■ Tarefa:
No trecho sobre a história contada pela tia, explique por que o bispo Ambrósio manda o tipo recolher as penas espalhadas e devolvê-las ao frango, segundo as palavras do próprio bispo.

■ Trecho do documento:
Tento
responder à provocação de uma amiga.
Eu
não me recordo bem a história. Ocorreu, penso, nos tempos de Ambrosio,
prefeito-bispo de Milão, em fins do século IV. Quem nos a contou foi tia, numa
destas noites de muita fogueira, batata doce na brasa, pipoca, chá de erva
cidreira e gengibre, quentão...
“Conta”,
dizia tia, “que numas terras de nome Milão (cumpadre não é milhão não, é Milão,
visse), havia um tipo dado a espalhar a vida alheia. De sua língua mordaz não
escapava ninguém. O tipo, um dia caindo em si, foi confessar com o bispo
Ambrósio. O sábio pastor analisou o caso e penitenciou o tipo. Ele devia
despenar um frango e espalhar as penas pela cidade e depois voltar ao confessionário
para receber o perdão das dívidas. Passado uns dias, o tipo apresentou-se
novamente diante do bom sacerdote. Este, informado do feito, olhou com candura
para o pobre sujeito e asseverou-lhe: “agora, para que completes a penitência,
percorras a cidade recolhendo as penas que espalhastes e as restitua ao
frango!” O tipo, desanimado, reagiu com certa lamúria: “o que me pedes? Sabeis
que tal é impossível!” O bom homem de Deus abriu-lhe um sorriso: “Espero, meu
caro, que tenhas compreendido o mal que fazes quando depenas as pessoas e as
espalhas com tua língua!” Diz-se que daquele dia em diante o tipo guardou
retidão”, concluiu tia.
Enquanto
tia narrava a história, entre trejeitos e pausas que fazia, nós olhávamos uns
pro outros e, cúmplices, para Dona Zita.

■ Material:
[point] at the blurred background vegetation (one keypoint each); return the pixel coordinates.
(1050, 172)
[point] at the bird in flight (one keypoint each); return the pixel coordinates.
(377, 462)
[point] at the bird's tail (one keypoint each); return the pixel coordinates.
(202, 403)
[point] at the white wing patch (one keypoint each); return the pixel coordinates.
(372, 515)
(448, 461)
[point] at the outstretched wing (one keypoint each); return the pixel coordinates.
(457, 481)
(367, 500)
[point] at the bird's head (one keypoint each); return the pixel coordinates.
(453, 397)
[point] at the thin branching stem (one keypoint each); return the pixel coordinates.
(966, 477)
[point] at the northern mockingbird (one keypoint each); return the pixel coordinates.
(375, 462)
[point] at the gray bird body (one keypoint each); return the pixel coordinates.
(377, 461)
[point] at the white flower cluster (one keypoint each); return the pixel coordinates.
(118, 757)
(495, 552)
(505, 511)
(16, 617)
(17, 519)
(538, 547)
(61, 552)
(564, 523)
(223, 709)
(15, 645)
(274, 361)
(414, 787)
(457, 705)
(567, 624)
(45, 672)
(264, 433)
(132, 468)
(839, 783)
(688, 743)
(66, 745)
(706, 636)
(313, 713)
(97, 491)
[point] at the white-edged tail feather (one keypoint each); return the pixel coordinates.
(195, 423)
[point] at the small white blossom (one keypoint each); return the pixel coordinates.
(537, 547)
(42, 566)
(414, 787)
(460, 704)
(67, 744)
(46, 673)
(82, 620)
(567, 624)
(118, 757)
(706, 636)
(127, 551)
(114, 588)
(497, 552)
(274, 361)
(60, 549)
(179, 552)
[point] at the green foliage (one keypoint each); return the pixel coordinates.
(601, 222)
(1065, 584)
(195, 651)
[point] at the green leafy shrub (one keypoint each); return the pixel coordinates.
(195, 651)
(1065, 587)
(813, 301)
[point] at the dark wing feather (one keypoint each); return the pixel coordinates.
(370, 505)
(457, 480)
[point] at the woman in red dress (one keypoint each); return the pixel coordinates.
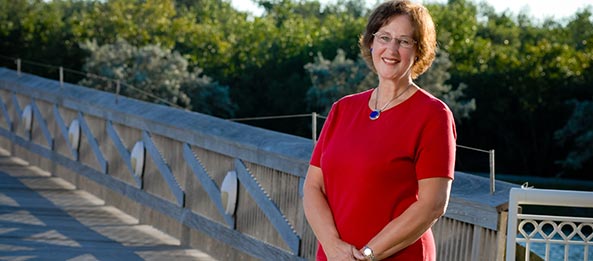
(380, 175)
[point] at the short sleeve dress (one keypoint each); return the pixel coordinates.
(371, 168)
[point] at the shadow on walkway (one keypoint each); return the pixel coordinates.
(46, 218)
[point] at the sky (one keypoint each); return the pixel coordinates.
(537, 8)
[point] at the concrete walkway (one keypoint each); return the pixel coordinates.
(46, 218)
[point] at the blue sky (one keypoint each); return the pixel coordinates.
(537, 8)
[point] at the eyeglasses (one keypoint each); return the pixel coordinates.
(385, 39)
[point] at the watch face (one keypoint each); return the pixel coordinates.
(367, 251)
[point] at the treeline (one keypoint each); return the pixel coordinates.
(521, 86)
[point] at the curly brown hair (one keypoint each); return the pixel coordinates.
(424, 32)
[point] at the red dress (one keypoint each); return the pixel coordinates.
(371, 168)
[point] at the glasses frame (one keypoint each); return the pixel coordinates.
(379, 36)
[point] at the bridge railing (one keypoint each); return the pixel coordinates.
(229, 189)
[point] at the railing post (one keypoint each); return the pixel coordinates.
(492, 174)
(314, 127)
(18, 67)
(117, 86)
(61, 76)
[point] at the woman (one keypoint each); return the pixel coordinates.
(380, 175)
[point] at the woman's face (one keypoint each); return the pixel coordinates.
(394, 49)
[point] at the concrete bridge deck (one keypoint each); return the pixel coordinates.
(43, 217)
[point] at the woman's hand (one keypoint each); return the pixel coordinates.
(341, 250)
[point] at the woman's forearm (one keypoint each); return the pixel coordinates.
(415, 221)
(316, 208)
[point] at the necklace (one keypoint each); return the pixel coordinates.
(377, 112)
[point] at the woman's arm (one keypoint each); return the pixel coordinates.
(433, 196)
(321, 219)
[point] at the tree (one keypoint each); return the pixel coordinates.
(154, 74)
(341, 76)
(577, 135)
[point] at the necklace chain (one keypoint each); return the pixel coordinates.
(390, 101)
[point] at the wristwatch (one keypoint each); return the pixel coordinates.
(368, 253)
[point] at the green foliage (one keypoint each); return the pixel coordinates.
(335, 79)
(341, 76)
(517, 72)
(154, 74)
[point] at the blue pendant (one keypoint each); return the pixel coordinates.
(374, 115)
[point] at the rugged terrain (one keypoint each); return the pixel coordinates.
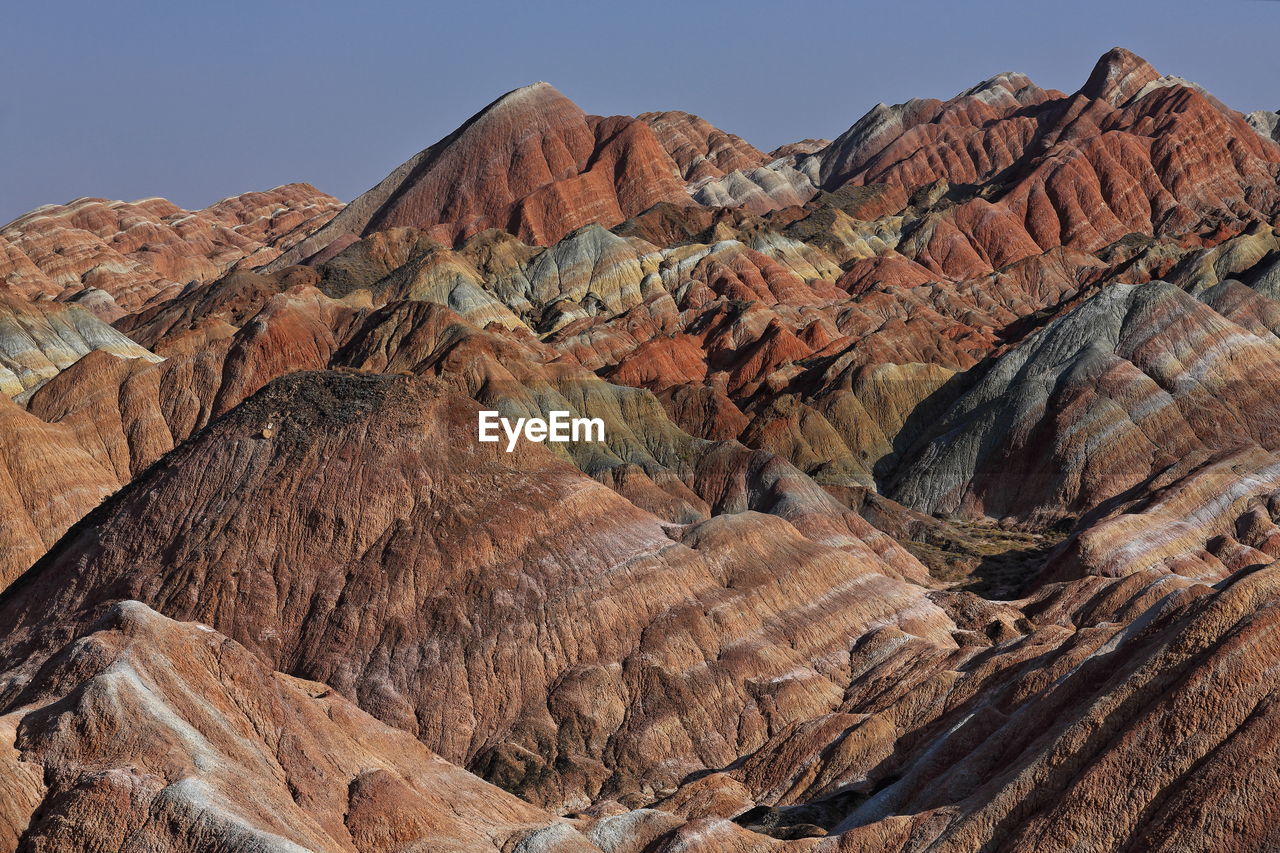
(936, 509)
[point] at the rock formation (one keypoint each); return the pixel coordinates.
(937, 505)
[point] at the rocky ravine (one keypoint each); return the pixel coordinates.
(936, 509)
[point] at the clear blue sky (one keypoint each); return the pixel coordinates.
(197, 100)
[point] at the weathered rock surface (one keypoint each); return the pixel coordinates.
(937, 509)
(115, 255)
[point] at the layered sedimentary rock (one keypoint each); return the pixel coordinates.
(531, 163)
(39, 340)
(937, 505)
(114, 256)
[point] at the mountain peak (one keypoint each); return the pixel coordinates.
(1119, 76)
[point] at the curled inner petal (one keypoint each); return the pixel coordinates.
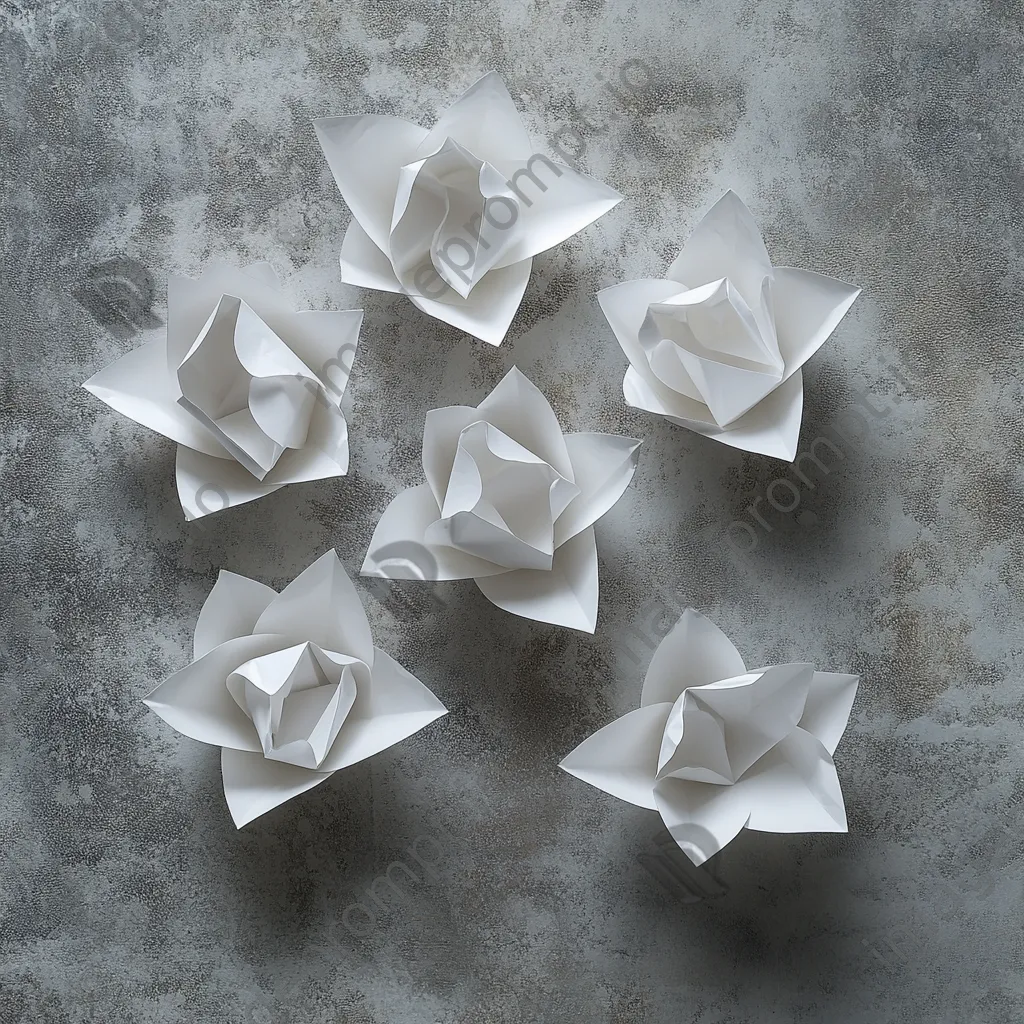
(244, 383)
(298, 699)
(455, 218)
(502, 501)
(707, 343)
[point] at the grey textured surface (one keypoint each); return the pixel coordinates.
(878, 141)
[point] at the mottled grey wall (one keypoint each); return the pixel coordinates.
(873, 139)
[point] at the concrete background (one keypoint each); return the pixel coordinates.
(878, 141)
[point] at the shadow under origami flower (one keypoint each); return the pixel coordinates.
(510, 502)
(718, 347)
(444, 216)
(715, 748)
(291, 686)
(249, 388)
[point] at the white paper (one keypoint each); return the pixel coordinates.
(291, 686)
(715, 748)
(249, 388)
(718, 346)
(511, 502)
(453, 216)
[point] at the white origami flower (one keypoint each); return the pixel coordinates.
(718, 346)
(249, 388)
(510, 502)
(715, 748)
(453, 216)
(291, 686)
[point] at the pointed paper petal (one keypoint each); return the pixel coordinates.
(440, 441)
(321, 605)
(622, 758)
(137, 385)
(727, 243)
(625, 307)
(398, 549)
(827, 711)
(207, 484)
(326, 341)
(485, 121)
(395, 706)
(489, 308)
(518, 408)
(366, 153)
(563, 595)
(808, 307)
(794, 788)
(196, 700)
(555, 203)
(254, 784)
(694, 652)
(603, 466)
(189, 304)
(761, 709)
(680, 410)
(700, 817)
(772, 427)
(230, 610)
(364, 264)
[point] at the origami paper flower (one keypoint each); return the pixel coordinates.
(509, 501)
(291, 686)
(453, 216)
(718, 346)
(250, 389)
(715, 748)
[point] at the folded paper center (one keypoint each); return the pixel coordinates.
(706, 343)
(298, 699)
(715, 733)
(246, 386)
(502, 501)
(455, 217)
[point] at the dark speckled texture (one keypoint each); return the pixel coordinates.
(877, 140)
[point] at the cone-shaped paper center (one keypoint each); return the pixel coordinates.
(706, 344)
(246, 386)
(502, 501)
(454, 219)
(298, 699)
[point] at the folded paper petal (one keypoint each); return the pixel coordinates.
(603, 466)
(555, 203)
(206, 484)
(230, 610)
(795, 788)
(398, 549)
(808, 307)
(321, 605)
(491, 306)
(518, 408)
(694, 652)
(826, 713)
(254, 784)
(391, 709)
(365, 153)
(483, 120)
(622, 758)
(137, 385)
(563, 595)
(440, 441)
(700, 817)
(726, 243)
(196, 700)
(772, 427)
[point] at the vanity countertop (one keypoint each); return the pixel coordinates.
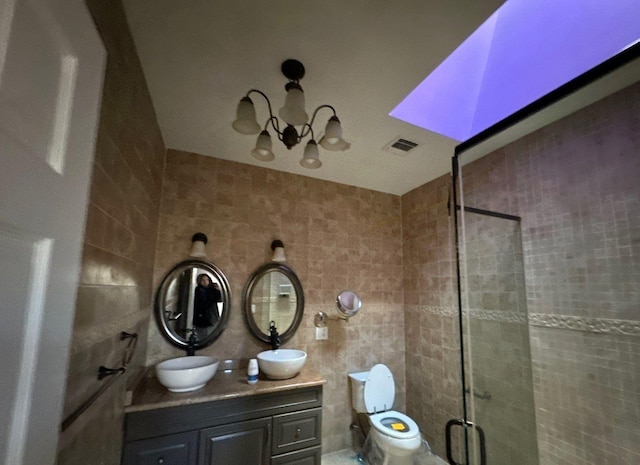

■ Solução:
A ordem completa a penitência. Quando o tipo diz que é impossível recolher as penas, o bispo explica o propósito: espera que ele tenha compreendido o mal que faz quando depena as pessoas e as espalha com a língua.